──────── EXTRACT PROVIDED ────────
Abstract
In this contribution to the colloquium, I argue why and how I lost interest in the overall structure of social networks even though Big Data techniques are increasingly simplifying the collection, organisation, and analysis of ever larger networks. The challenge that Big Data techniques pose to the social scientist, I think, is of a different nature. Big Data on social actors mainly record events, e.g. interactions between human beings that happen at a point in time. In contrast, social network analysts tend to think in terms of social relations that exist over a timespan. The challenge, then, is to rethink our conceptions and models of social relations and social structure. I conceptualize social structure and social relations as forces. I propose modelling these forces with regression models for longitudinal interaction data.
This contribution, as does most of my work, focuses on interaction data, a term I use as shorthand for data on actions by a social actor directed at someone or something else. This is the type of data that Big Data techniques may generate in large quantities and at low cost: time-stamped events, identifying a person or organization doing something towards another person, organization, or object, and possibly with a qualification of the action contents. How should we conceptualize and model social structure and social relations if we analyse this type of data?
──────── RECORD EXTRACTS ────────
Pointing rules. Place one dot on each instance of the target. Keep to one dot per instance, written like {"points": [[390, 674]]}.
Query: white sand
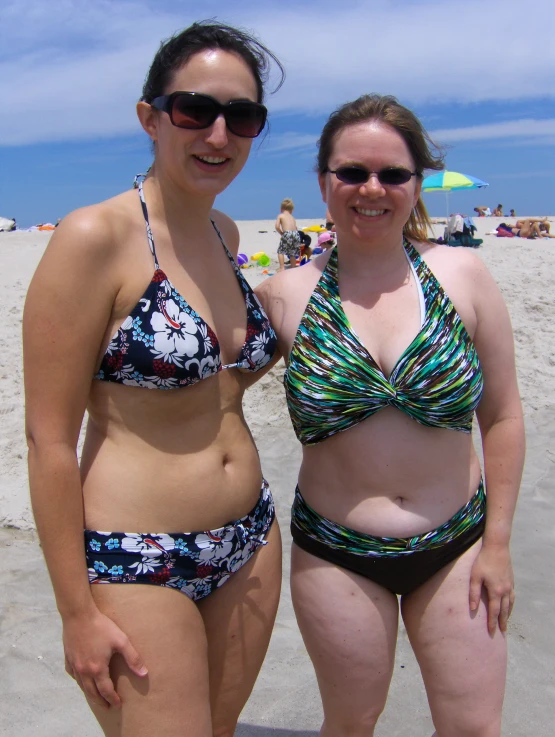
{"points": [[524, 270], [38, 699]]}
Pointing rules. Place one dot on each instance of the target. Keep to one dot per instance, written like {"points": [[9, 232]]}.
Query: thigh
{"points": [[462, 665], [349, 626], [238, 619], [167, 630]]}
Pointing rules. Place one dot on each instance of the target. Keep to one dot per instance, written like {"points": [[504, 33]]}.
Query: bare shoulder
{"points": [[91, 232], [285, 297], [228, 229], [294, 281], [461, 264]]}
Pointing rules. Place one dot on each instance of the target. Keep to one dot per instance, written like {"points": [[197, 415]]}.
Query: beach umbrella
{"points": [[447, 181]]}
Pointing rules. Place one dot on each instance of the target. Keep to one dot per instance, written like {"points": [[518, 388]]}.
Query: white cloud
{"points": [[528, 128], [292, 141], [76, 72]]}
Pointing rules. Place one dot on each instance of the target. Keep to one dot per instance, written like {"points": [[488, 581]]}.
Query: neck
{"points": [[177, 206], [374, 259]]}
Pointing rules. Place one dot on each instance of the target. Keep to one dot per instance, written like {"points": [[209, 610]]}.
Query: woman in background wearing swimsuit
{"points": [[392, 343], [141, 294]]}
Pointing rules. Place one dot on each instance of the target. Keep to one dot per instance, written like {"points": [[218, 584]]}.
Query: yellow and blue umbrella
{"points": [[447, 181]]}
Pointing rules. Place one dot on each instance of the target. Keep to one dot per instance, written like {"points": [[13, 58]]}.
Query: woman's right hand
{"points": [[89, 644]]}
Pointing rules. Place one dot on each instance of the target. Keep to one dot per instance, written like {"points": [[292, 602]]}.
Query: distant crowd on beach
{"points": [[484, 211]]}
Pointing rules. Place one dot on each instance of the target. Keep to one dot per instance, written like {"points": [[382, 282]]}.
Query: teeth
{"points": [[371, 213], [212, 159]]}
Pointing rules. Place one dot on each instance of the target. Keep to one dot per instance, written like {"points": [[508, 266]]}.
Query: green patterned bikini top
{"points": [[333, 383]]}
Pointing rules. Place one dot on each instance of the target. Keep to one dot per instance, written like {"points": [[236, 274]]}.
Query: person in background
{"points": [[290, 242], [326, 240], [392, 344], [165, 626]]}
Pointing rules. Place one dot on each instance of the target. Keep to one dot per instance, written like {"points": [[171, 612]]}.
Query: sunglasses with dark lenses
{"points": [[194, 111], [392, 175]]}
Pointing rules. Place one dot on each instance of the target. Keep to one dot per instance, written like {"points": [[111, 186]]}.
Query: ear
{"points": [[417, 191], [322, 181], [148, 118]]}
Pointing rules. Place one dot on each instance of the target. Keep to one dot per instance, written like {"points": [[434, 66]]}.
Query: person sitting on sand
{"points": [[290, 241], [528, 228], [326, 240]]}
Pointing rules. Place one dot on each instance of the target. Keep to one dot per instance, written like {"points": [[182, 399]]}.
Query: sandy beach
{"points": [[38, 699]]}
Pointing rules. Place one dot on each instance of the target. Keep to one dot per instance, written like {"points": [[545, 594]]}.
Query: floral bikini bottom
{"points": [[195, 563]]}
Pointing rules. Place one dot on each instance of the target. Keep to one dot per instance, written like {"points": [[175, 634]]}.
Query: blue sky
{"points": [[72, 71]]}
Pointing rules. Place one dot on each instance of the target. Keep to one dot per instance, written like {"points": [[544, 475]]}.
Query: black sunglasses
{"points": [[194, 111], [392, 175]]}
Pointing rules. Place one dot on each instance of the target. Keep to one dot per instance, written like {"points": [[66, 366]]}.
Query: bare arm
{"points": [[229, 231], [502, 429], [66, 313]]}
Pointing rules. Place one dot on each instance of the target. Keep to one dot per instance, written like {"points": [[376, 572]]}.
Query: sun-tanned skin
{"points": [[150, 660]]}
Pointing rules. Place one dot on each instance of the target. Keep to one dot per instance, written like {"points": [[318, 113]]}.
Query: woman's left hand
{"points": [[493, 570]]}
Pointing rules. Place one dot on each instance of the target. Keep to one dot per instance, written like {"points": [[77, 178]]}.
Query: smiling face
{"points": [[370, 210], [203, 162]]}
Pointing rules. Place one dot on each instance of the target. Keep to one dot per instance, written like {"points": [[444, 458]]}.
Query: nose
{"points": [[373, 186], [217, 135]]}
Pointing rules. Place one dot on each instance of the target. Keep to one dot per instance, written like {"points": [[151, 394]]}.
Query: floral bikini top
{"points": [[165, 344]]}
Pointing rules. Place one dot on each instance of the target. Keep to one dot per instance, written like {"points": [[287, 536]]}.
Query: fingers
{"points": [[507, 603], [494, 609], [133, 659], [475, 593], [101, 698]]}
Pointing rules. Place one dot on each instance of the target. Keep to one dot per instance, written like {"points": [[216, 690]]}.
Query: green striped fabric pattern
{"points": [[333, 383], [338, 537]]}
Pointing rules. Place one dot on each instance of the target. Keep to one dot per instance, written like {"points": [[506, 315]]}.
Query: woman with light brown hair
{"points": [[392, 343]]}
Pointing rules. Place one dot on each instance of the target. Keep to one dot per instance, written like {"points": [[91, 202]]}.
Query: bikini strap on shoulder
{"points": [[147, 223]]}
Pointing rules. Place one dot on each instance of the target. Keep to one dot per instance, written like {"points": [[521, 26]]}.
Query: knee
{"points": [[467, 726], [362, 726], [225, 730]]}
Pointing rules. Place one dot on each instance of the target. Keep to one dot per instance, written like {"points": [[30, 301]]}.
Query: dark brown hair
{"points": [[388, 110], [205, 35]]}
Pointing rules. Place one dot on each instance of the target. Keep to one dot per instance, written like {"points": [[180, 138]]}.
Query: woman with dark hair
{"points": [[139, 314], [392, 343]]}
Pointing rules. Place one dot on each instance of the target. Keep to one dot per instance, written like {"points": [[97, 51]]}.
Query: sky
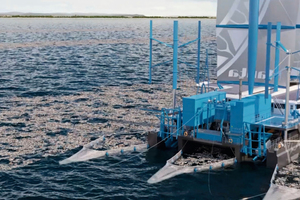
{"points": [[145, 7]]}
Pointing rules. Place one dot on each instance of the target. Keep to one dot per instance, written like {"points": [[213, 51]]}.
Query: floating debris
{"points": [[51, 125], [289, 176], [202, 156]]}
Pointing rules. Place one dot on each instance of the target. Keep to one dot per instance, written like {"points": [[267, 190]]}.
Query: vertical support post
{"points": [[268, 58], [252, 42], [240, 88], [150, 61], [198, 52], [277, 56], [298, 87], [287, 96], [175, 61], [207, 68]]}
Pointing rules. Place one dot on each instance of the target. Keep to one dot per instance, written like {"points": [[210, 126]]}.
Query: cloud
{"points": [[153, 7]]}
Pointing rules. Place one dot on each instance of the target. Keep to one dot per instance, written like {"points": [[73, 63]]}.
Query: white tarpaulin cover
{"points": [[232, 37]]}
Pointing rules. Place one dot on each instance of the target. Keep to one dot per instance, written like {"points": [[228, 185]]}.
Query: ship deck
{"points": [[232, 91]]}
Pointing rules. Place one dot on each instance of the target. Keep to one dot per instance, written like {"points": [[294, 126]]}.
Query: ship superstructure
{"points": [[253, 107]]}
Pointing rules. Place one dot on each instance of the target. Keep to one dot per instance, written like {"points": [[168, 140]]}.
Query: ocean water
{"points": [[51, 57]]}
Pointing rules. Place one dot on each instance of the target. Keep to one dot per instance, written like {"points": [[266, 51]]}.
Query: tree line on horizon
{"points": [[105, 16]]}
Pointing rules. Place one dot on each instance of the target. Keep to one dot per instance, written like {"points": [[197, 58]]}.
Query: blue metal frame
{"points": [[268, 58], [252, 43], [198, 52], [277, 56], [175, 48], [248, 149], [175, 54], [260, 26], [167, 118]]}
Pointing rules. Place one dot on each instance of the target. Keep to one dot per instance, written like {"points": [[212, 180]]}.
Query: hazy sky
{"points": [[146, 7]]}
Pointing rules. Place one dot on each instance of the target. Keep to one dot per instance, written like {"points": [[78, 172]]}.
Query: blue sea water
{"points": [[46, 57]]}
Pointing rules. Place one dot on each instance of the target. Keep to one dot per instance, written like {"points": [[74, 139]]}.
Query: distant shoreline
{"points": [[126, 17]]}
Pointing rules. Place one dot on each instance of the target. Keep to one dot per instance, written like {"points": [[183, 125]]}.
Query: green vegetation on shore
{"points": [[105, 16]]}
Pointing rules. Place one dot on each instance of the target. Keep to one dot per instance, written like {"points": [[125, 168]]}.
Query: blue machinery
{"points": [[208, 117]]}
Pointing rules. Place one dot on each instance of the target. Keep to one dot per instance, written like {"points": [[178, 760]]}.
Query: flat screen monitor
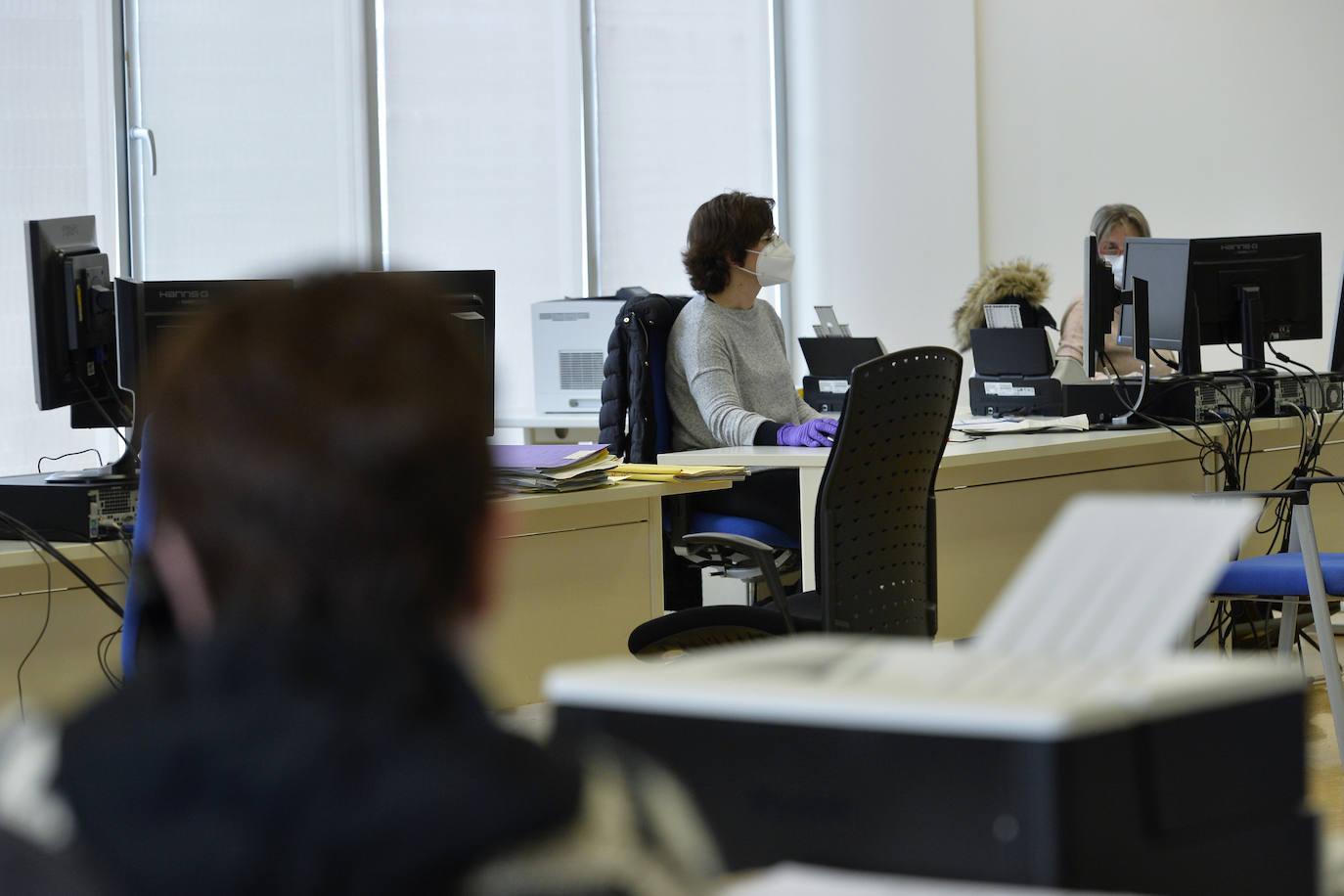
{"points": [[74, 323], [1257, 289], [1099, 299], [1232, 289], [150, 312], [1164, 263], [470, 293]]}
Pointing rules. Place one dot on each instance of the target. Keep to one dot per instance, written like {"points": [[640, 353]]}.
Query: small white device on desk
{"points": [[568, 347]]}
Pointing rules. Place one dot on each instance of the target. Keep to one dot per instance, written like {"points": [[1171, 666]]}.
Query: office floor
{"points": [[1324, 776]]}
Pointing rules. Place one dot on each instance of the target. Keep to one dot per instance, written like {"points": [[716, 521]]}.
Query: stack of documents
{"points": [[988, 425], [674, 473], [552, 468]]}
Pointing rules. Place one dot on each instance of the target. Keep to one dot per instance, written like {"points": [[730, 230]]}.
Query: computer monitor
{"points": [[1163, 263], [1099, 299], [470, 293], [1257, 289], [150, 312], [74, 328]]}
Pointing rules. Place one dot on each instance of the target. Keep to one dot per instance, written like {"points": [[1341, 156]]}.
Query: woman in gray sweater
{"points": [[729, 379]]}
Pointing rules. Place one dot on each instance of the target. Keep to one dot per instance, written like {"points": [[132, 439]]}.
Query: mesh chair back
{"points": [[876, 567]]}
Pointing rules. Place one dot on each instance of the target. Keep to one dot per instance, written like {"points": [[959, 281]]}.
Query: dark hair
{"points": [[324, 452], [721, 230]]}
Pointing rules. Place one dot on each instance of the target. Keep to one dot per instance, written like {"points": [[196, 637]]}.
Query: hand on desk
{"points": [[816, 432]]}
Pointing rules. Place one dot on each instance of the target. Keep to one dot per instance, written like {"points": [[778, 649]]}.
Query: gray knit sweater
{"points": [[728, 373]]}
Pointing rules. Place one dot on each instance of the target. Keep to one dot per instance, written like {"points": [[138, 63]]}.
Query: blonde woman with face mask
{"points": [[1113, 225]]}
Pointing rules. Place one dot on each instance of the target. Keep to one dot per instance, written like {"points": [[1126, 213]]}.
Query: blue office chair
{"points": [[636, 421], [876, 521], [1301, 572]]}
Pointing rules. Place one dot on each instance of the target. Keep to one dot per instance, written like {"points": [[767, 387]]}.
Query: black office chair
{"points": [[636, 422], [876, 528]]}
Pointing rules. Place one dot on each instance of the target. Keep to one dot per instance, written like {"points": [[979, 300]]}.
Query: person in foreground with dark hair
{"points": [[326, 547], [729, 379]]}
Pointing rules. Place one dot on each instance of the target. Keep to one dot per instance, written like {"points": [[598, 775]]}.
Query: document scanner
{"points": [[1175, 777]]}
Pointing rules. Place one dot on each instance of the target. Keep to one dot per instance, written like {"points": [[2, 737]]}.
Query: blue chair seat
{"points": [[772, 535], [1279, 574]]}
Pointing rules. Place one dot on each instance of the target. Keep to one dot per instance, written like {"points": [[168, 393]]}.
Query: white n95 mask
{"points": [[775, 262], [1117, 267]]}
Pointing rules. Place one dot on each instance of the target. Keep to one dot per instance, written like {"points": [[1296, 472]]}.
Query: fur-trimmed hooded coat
────────
§ REQUIRED WORK
a. From the abstract on social networks and Big Data, reproduce word for word the stretch from "This contribution, as" through "type of data?".
b. According to the abstract on social networks and Big Data, why does the challenge posed by Big Data call for rethinking conceptions of social relations and social structure? Answer in one to three sentences.
c. Go on with the piece on social networks and Big Data from the point where it stops.

§ ANSWERS TO THE TASKS
a.
This contribution, as does most of my work, focuses on interaction data, a term I use as shorthand for data on actions by a social actor directed at someone or something else. This is the type of data that Big Data techniques may generate in large quantities and at low cost: time-stamped events, identifying a person or organization doing something towards another person, organization, or object, and possibly with a qualification of the action contents. How should we conceptualize and model social structure and social relations if we analyse this type of data?

b. Big Data on social actors mainly record events, such as interactions between people that happen at a point in time. Social network analysts, however, tend to think in terms of social relations that exist over a timespan. That mismatch is why our conceptions and models of social relations and social structure must be rethought.

c.
Network analysis: Not the Big picture
Initially, I equated social structure with the overall network that I could piece together from interaction data. In my analyses of literary criticism, I coerced literary evaluations published within a time slice into a network and I compared the structure of this network to social characteristics of the authors and critics (de Nooy, 1991). The comparison was meant to show that field structure reflected overall social structure. In Bourdieu’s words, I wanted to show the homology between the literary field and the social field (1993). Quite a few Big Data users still focus on overall network structure as the Big picture of social structure (e.g. in this journal, Sudhahar et al., 2015; Venturini et al., 2014).
I gradually lost interest in the overall network structure. It was evident that the selection of authors and critics to be included in the network mattered a lot to the resulting overall network structure – the perennial problem of network boundaries. In addition, overall structure was neither clear-cut nor stable. Different network analysis techniques and different time slices for aggregating evaluations yielded different results. More importantly, the overall network approach did not appeal to me theoretically because it did not address agency. I could speculate about why authors and critics evaluated each other positively or negatively but I could not theorize or model these decisions. Thus, social network analysis was separated from social theories about how people behave and from the multivariate statistical techniques commonly used for testing these theories. Two encounters made me abandon the analysis of overall network structure and embrace a local network approach that situates actors in the context of their direct network contacts.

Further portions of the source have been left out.